Each record should be given again exactly, and any picture in it left out.

====================

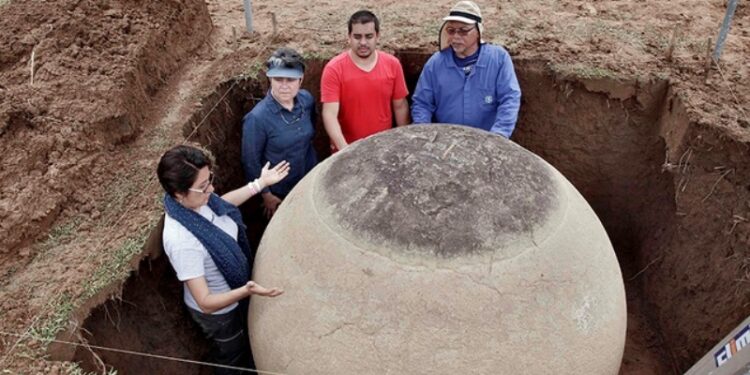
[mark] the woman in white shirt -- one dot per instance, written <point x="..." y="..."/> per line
<point x="204" y="238"/>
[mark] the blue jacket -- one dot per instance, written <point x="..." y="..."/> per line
<point x="270" y="133"/>
<point x="488" y="98"/>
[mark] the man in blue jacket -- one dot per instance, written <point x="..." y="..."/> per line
<point x="471" y="83"/>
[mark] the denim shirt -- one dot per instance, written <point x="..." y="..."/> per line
<point x="271" y="133"/>
<point x="488" y="98"/>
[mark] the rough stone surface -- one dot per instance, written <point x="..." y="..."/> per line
<point x="408" y="188"/>
<point x="367" y="299"/>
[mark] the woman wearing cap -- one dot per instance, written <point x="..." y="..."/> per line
<point x="204" y="238"/>
<point x="280" y="127"/>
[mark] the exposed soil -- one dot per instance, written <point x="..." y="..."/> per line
<point x="661" y="152"/>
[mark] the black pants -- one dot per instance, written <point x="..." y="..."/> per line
<point x="229" y="340"/>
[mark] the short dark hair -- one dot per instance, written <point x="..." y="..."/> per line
<point x="287" y="58"/>
<point x="178" y="168"/>
<point x="363" y="17"/>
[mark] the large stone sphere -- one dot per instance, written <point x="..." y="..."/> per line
<point x="437" y="249"/>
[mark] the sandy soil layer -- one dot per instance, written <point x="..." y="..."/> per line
<point x="114" y="82"/>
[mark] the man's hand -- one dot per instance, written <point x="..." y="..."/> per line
<point x="270" y="204"/>
<point x="273" y="175"/>
<point x="257" y="289"/>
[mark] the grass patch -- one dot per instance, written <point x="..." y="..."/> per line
<point x="584" y="71"/>
<point x="117" y="266"/>
<point x="62" y="307"/>
<point x="253" y="70"/>
<point x="61" y="234"/>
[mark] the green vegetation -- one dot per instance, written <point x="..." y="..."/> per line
<point x="253" y="70"/>
<point x="61" y="234"/>
<point x="584" y="71"/>
<point x="62" y="307"/>
<point x="116" y="267"/>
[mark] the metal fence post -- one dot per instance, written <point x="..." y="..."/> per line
<point x="249" y="15"/>
<point x="731" y="7"/>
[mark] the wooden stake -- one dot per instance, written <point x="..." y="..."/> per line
<point x="709" y="58"/>
<point x="672" y="42"/>
<point x="33" y="54"/>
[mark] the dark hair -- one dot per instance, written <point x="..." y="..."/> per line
<point x="287" y="58"/>
<point x="363" y="17"/>
<point x="178" y="168"/>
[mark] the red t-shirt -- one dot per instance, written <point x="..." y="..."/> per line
<point x="364" y="97"/>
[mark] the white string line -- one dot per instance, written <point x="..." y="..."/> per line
<point x="155" y="356"/>
<point x="210" y="111"/>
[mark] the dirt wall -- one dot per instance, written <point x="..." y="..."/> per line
<point x="90" y="87"/>
<point x="699" y="277"/>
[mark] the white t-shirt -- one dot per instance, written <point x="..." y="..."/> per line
<point x="191" y="260"/>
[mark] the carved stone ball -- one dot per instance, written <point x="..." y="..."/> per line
<point x="437" y="249"/>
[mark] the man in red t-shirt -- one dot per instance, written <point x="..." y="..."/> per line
<point x="361" y="86"/>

====================

Answer for the task:
[mark] the woman in white shirt -- one dot per instance, written <point x="..." y="..."/> per line
<point x="204" y="238"/>
[mark] the blue jacket -- one dot per instance, written <point x="..." y="..."/> per line
<point x="270" y="133"/>
<point x="488" y="98"/>
[mark] the man in blue jacket -- one dot per instance, written <point x="..." y="..."/> per line
<point x="471" y="83"/>
[mark] the denim shirt -- one dot per instance, written <point x="..." y="..."/> per line
<point x="271" y="133"/>
<point x="488" y="98"/>
[mark] the rough stone surface -- one dot per instance, written <point x="..." y="..."/> per line
<point x="408" y="188"/>
<point x="367" y="299"/>
[mark] the woman wearing cap -- one dot per instance, written <point x="..." y="..."/> per line
<point x="204" y="238"/>
<point x="280" y="127"/>
[mark] the exposed soil -- one dot per instance, written <point x="..." y="..."/> per line
<point x="661" y="152"/>
[mark] the black pants -- one dot per instance, written <point x="..." y="..."/> per line
<point x="229" y="340"/>
[mark] the short dark hair -- one dot per instance, written <point x="..." y="..."/> per line
<point x="287" y="58"/>
<point x="178" y="168"/>
<point x="363" y="17"/>
[mark] the large stone sphere -- one dot per instance, written <point x="..." y="..."/> per line
<point x="437" y="249"/>
[mark] the sandy soil layer -- one dot per instance, written <point x="..." y="..."/> per line
<point x="114" y="82"/>
[mark] the man's hand -- one dot per instance, written <point x="..." y="..."/> per line
<point x="270" y="204"/>
<point x="273" y="175"/>
<point x="257" y="289"/>
[mark] the grass patch -- one dot per instance, written <point x="..." y="..."/> per line
<point x="584" y="71"/>
<point x="117" y="266"/>
<point x="62" y="307"/>
<point x="253" y="70"/>
<point x="61" y="234"/>
[mark] the green vegetation -- one dot per instance, written <point x="..." y="..."/> per line
<point x="253" y="70"/>
<point x="61" y="234"/>
<point x="584" y="71"/>
<point x="62" y="307"/>
<point x="116" y="267"/>
[mark] the metal fence post -- one dot per instance, written <point x="..." y="..."/> per line
<point x="249" y="15"/>
<point x="731" y="7"/>
[mark] the wooden stake -- one dot per instance, written <point x="..." y="..."/> per line
<point x="709" y="58"/>
<point x="672" y="42"/>
<point x="33" y="54"/>
[mark] the dark hair -- one dot per instance, written <point x="..." y="..."/> per line
<point x="287" y="58"/>
<point x="363" y="17"/>
<point x="178" y="168"/>
[mark] the red t-shirt -- one dot per instance, written <point x="..." y="..."/> per line
<point x="364" y="97"/>
[mark] the white string line -- one dot per instance, written <point x="..." y="..."/> per line
<point x="155" y="356"/>
<point x="210" y="111"/>
[mark] the dirt wall -- one dot per instance, written <point x="..." y="..."/> per line
<point x="90" y="87"/>
<point x="699" y="277"/>
[mark] the white t-shirt -- one dot per instance, written <point x="..." y="..."/> per line
<point x="191" y="260"/>
[mark] the carved stone ball -- one dot per instance, written <point x="..." y="..."/> per line
<point x="437" y="249"/>
[mark] the man in red t-shirt -- one dot per instance, written <point x="..." y="..."/> per line
<point x="361" y="86"/>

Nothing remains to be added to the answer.